• Records
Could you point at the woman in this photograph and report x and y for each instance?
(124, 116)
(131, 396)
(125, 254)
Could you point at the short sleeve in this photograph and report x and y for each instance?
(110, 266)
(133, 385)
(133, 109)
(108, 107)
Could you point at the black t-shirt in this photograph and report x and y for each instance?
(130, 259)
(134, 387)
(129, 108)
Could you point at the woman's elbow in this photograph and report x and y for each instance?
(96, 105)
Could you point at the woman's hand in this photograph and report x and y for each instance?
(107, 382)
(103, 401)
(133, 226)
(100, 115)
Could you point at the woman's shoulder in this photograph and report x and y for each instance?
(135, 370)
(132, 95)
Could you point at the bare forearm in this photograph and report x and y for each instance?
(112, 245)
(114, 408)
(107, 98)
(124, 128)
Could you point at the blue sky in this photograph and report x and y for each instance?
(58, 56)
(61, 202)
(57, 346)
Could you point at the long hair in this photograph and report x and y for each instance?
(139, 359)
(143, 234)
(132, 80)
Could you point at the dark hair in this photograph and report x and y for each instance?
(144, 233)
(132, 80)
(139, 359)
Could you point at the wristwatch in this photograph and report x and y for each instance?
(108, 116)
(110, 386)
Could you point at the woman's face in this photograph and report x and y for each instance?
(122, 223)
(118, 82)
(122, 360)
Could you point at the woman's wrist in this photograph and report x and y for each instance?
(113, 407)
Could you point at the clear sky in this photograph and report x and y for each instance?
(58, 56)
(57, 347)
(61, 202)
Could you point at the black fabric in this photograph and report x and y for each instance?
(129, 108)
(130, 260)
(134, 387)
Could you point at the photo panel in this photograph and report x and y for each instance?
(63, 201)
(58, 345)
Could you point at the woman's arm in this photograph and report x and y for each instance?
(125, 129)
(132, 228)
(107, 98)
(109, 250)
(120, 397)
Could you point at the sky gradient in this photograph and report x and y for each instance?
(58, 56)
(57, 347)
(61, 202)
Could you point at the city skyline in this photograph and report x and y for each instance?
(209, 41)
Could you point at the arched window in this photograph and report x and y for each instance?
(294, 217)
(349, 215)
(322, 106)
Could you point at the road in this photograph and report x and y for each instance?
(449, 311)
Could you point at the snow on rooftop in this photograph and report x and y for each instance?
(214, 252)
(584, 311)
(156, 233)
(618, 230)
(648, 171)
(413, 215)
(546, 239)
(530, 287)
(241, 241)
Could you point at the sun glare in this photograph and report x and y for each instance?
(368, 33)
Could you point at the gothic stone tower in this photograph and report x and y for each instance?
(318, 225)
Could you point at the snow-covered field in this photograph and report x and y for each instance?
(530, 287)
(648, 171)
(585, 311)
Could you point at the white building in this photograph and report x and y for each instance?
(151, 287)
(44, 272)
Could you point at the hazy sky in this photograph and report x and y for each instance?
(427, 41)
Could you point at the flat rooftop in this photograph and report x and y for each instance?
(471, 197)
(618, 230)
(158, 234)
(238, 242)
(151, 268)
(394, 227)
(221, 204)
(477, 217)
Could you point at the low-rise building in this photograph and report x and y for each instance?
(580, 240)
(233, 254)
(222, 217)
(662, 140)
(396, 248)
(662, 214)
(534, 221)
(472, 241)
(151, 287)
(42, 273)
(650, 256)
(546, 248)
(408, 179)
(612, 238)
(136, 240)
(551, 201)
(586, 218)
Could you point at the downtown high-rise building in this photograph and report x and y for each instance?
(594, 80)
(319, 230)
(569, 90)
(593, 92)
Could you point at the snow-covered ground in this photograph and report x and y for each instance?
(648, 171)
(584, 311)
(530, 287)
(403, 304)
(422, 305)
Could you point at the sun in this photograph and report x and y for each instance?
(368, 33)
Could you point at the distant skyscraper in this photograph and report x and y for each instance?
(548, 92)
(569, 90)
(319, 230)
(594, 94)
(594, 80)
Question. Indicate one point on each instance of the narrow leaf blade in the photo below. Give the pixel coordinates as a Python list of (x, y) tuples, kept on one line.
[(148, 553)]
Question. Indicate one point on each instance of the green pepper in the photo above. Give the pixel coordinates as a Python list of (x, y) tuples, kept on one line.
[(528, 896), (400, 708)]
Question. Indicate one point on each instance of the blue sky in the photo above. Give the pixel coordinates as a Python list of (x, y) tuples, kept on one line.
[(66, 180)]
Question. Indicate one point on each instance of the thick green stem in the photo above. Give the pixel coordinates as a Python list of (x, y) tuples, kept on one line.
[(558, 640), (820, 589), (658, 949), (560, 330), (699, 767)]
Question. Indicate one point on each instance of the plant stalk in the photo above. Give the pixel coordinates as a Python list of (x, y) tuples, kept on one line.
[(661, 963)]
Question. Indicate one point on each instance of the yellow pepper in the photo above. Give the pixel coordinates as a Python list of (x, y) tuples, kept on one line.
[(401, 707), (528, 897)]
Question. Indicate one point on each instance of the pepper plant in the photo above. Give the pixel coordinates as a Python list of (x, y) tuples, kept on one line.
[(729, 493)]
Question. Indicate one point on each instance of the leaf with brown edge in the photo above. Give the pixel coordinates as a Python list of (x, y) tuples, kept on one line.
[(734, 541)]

• Exercise description
Write the material out exactly, with nothing left out.

• Response below
Could you point at the woman in this photograph and report x and y for each instance?
(124, 116)
(131, 396)
(125, 254)
Could you point at the short sleeve in this photograph and report x and y for each instance?
(110, 266)
(133, 385)
(133, 109)
(108, 107)
Could you point at the black t-shirt in this photograph and report x and y for each instance?
(130, 259)
(134, 387)
(129, 108)
Could you point at the woman's elbow in this photograph and report x and y for each instance?
(96, 105)
Could you point at the woman's hand in this photograph and report x and y for each instance?
(107, 382)
(103, 401)
(133, 226)
(100, 115)
Could you point at the woman's shoulder in this photograph and report x and y for each instance?
(135, 370)
(132, 95)
Could you point at the bare forearm in this photograph and report x and y for each instance?
(112, 245)
(114, 408)
(107, 98)
(124, 128)
Could you point at the blue sky in this photograph and report x and y for each instance?
(58, 56)
(61, 202)
(57, 346)
Could you point at the long hair in this photograph and report x and y for each instance?
(139, 359)
(143, 234)
(132, 80)
Could you point at the dark hair in this photograph and report x and y for each instance?
(144, 233)
(132, 80)
(139, 359)
Could you point at the wristwatch in this photograph and report x and y for each instance?
(108, 116)
(110, 386)
Could you point at the woman's face in this photograph and report x and y for each instance?
(122, 223)
(118, 82)
(122, 360)
Could you point at the woman's wrist in this photograph and report x and y for each instance?
(113, 407)
Could you point at the clear sky in this photograph and report x and y for each instance?
(58, 56)
(57, 347)
(61, 202)
Could you point at the black fabric in this photograph and report x and y for each instance?
(129, 108)
(130, 260)
(134, 387)
Could you point at the photo panel in this photograph and report x and y for each instance?
(63, 201)
(58, 345)
Could you point at the woman's arm in this photograph and report x and y for each instance?
(125, 129)
(132, 228)
(107, 98)
(109, 250)
(120, 397)
Could you point at the sky gradient in this photograph and report x and y for each instance?
(58, 56)
(57, 347)
(61, 202)
Could you point at the city skyline in this photograph and report x and y for each instance?
(209, 41)
Could you point at the arched window in this photograph and report x and y for each instance?
(294, 217)
(349, 215)
(322, 106)
Could you point at the road in this photograph and report x and y for each instance?
(449, 311)
Could you point at the snow on rooftop in this photograph and report x and y for each instance?
(214, 252)
(584, 311)
(156, 233)
(618, 230)
(648, 171)
(413, 215)
(546, 239)
(530, 287)
(241, 241)
Could you point at the sun glare in this photograph and report x and y for each instance?
(368, 33)
Could you point at the gothic stone tower in this photograph and report x and y for each instance?
(318, 225)
Could you point at the snow-covered field in this photograph and report x and y for each instance?
(530, 287)
(648, 171)
(585, 311)
Could you point at the white building in this photograph and report x and y for each instance?
(151, 287)
(44, 272)
Could you point at the hazy sky in this photograph and report x and y for each instance?
(427, 41)
Could you point at the flat rooftop in this photograph and report x and y for each instance?
(471, 197)
(618, 230)
(158, 234)
(238, 242)
(151, 268)
(394, 227)
(221, 204)
(477, 217)
Could you point at the low-rise building in this photograph and report x and y for each instance?
(580, 240)
(233, 254)
(222, 217)
(662, 140)
(396, 248)
(662, 214)
(534, 221)
(472, 241)
(151, 287)
(42, 273)
(650, 256)
(546, 248)
(408, 179)
(612, 238)
(136, 240)
(551, 201)
(586, 218)
Could you point at the downtown high-rise building in this photograph and report x and y for each instance?
(594, 80)
(319, 230)
(569, 90)
(593, 92)
Could you point at the snow-covered ground in this photograph and report x and y for each instance?
(648, 171)
(584, 311)
(530, 287)
(403, 304)
(422, 305)
Could you point at the sun in this photograph and report x and y for each instance?
(368, 33)
Could you point at the distant skyscraper in this photograph and report x and y for each instance?
(548, 92)
(569, 90)
(319, 230)
(594, 94)
(594, 80)
Question. Indicate one point on each instance of the narrow leaf blade in the photo below. Give the pixel coordinates as a Python list of (x, y) tuples, kept on one line.
[(148, 553)]
Question. Indicate one point on each instance of the green pepper in the photo above. Give the pixel coordinates as a Python list of (x, y) tuples, kept on one line.
[(528, 896), (400, 708)]
Question. Indicate one point on each instance of the blue sky in the photo above. Give the pixel coordinates as a Python list of (x, y) tuples, kept on one line.
[(66, 180)]
Question. Indicate one point on each instance of the thick green stem in the photo above. Give the pixel coordinates as a Python list of (x, y) tuples, kept on one line.
[(558, 640), (820, 589), (658, 949), (560, 330), (699, 767)]
Question. Indicate one point on each instance of the plant stalk in the photo above. Give the pixel coordinates as a Python list of (x, y) tuples, kept on one line.
[(661, 963)]
Question. Indicate one point on each instance of the yellow pepper in the photo above. Give the pixel coordinates as a Python list of (x, y) tuples, kept on one line.
[(401, 707), (528, 897)]
Question. Indicate one point on each instance of the pepper plant in the photo above. Give the pixel coordinates as a Python list of (x, y) tuples, kept on one line.
[(729, 493)]
Question. Indicate one point on each instance of the leaf with brown edge in the photo above. Give the pixel coordinates as a Python list of (x, y) tuples, kept on one line.
[(734, 541)]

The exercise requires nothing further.